● PROVIDED RECORDS
# # # # # # #
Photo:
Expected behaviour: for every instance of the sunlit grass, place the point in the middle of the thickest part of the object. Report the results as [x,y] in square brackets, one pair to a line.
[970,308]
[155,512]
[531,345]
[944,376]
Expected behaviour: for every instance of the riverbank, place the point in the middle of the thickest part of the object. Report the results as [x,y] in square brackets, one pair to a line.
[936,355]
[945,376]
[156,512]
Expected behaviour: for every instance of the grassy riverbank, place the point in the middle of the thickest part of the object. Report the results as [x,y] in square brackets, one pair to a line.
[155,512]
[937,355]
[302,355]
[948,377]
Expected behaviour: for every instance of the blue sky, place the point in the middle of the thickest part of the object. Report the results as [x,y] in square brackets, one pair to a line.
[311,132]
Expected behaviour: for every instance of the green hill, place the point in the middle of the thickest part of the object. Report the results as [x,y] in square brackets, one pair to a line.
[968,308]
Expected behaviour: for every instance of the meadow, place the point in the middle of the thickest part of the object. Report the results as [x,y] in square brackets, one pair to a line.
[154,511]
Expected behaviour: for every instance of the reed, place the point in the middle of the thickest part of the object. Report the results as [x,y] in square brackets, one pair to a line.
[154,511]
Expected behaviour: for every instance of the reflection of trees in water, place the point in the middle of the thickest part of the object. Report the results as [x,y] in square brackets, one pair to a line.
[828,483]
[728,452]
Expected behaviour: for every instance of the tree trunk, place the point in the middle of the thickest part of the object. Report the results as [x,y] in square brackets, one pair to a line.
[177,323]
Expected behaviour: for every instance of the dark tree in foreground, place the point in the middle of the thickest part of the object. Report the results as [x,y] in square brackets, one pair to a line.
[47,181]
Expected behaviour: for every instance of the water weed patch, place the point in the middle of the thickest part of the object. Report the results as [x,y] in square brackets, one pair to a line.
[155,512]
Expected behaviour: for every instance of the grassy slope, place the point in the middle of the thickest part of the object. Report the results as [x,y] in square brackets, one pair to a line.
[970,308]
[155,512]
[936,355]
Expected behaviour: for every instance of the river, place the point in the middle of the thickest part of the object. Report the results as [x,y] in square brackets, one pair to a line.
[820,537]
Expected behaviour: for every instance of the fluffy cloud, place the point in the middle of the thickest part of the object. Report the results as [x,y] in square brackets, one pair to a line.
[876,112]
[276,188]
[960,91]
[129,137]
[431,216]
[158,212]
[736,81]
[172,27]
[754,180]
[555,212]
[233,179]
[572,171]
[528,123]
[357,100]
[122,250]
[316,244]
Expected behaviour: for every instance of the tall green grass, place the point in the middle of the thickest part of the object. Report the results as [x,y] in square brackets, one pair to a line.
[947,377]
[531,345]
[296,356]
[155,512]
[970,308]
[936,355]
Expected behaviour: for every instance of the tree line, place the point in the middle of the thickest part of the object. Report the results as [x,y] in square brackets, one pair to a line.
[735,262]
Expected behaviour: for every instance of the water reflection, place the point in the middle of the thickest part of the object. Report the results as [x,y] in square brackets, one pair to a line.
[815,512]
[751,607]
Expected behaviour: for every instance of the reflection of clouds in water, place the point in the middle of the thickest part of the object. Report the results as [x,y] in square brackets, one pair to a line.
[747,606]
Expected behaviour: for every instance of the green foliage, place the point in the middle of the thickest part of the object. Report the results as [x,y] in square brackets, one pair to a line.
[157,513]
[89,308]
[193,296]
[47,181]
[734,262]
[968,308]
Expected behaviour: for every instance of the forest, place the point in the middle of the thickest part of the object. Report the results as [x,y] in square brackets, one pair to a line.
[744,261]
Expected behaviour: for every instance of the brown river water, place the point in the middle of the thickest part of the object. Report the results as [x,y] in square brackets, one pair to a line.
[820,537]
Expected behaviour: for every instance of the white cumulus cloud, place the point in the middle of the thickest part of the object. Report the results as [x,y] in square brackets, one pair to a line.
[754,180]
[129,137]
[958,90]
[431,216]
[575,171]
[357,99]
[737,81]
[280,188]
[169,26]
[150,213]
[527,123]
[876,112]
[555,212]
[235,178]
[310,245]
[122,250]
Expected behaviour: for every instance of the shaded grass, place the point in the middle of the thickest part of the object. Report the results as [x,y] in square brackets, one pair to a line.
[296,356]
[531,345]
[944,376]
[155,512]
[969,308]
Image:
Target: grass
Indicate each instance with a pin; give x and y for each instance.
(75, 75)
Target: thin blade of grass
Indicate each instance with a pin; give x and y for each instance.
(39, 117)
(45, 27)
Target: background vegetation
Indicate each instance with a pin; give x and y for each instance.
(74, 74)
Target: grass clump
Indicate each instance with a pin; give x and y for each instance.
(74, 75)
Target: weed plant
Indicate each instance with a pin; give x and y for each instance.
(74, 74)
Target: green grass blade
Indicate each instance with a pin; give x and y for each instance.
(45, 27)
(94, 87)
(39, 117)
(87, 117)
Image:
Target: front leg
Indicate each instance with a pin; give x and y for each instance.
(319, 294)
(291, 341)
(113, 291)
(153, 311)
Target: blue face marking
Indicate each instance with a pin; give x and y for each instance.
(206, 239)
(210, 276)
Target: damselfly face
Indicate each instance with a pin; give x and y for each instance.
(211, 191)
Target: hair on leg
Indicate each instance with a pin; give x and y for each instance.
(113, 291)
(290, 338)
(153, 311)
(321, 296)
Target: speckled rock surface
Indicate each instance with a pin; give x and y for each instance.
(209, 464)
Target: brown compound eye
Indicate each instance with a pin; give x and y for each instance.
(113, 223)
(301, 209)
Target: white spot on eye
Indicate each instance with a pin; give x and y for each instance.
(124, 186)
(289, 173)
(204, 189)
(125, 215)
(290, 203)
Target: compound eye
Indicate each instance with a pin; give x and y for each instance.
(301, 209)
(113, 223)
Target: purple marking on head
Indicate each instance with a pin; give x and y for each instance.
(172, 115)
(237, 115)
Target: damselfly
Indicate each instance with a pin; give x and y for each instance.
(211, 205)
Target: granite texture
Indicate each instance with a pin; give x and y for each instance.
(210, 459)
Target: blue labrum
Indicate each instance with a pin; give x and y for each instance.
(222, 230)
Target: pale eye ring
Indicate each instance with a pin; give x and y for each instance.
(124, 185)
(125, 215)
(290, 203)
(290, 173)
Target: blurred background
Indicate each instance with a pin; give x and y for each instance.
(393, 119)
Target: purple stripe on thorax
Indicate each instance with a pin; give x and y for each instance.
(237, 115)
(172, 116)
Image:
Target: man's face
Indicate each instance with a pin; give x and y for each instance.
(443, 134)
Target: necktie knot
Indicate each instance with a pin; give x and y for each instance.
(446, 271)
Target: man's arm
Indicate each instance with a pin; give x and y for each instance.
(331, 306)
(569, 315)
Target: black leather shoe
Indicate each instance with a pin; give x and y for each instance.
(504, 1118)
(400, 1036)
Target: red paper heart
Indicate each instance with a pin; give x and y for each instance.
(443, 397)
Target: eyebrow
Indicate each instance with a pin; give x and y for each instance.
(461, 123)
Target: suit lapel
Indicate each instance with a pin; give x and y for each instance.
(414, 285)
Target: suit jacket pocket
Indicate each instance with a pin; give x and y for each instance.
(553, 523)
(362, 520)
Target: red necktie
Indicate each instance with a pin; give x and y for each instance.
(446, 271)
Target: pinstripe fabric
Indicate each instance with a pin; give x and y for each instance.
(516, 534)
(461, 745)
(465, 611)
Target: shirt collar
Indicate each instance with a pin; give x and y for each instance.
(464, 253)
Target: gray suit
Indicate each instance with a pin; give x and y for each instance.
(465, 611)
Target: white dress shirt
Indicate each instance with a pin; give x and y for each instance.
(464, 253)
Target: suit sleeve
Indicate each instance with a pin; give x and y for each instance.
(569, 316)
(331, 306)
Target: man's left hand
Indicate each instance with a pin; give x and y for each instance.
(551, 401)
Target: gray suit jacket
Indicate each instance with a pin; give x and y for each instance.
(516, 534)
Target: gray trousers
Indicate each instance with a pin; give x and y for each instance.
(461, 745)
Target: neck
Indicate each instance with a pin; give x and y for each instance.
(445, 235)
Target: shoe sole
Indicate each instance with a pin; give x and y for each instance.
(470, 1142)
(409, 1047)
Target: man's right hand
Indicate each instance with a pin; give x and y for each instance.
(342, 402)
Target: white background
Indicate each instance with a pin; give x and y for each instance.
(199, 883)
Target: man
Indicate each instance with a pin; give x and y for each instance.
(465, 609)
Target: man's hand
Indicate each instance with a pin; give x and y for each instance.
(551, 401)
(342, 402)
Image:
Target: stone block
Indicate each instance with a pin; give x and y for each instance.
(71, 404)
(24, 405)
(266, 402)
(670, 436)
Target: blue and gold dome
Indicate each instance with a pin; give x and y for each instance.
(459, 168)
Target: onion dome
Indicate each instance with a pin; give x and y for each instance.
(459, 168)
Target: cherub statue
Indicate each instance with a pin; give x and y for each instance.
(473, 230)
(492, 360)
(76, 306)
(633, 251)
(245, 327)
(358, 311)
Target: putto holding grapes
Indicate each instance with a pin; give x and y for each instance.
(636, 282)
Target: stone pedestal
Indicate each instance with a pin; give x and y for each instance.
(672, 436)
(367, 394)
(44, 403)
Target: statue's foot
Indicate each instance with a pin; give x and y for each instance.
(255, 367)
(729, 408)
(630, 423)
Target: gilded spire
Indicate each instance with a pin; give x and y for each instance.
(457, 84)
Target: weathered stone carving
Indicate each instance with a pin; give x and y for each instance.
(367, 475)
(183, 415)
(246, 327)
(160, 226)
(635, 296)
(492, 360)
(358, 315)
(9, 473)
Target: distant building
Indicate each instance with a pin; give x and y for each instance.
# # # # # # #
● OBJECTIVE
Recast the lines of the records, from the line containing "Target: blue and gold dome" through the last line of the records (both included), as a Markdown table with the columns Row and Line, leaving out any blank lines.

● SOLUTION TO THIS PROBLEM
| Row | Line |
|---|---|
| 1 | Target: blue and gold dome |
| 2 | Indicate each instance with a pin; give x and y for each instance. |
| 3 | (459, 168) |
| 4 | Target: onion dome |
| 5 | Indicate each instance with a pin; give x and y for each instance. |
| 6 | (459, 168) |
| 7 | Target: cherub statue |
| 8 | Indicate each instance with a pin; give x and y for each instance. |
| 9 | (473, 230) |
| 10 | (492, 360) |
| 11 | (76, 306) |
| 12 | (633, 251) |
| 13 | (245, 327) |
| 14 | (358, 311) |
| 15 | Target: putto holding grapes |
| 16 | Indicate each instance with a pin; give x and y for each instance. |
| 17 | (636, 282) |
| 18 | Target: stone pedestal |
| 19 | Indicate each instance with a pin; give x and y for each instance. |
| 20 | (672, 436) |
| 21 | (367, 394) |
| 22 | (44, 403) |
| 23 | Target: statue's foot |
| 24 | Indicate each instance with a pin; give x and y for each instance. |
| 25 | (255, 367) |
| 26 | (729, 408) |
| 27 | (630, 423) |
| 28 | Target: gilded spire |
| 29 | Indicate each instance with a pin; give x and y for each instance. |
| 30 | (457, 84) |
| 31 | Target: weathered stone carving |
| 32 | Indicate each instance with a pin; give x and y for each instance. |
| 33 | (367, 475) |
| 34 | (183, 415) |
| 35 | (246, 327) |
| 36 | (160, 226) |
| 37 | (635, 296) |
| 38 | (492, 360) |
| 39 | (358, 315) |
| 40 | (9, 473) |
| 41 | Target: distant building |
| 42 | Indicate each instance with a pin; give x and y for each instance. |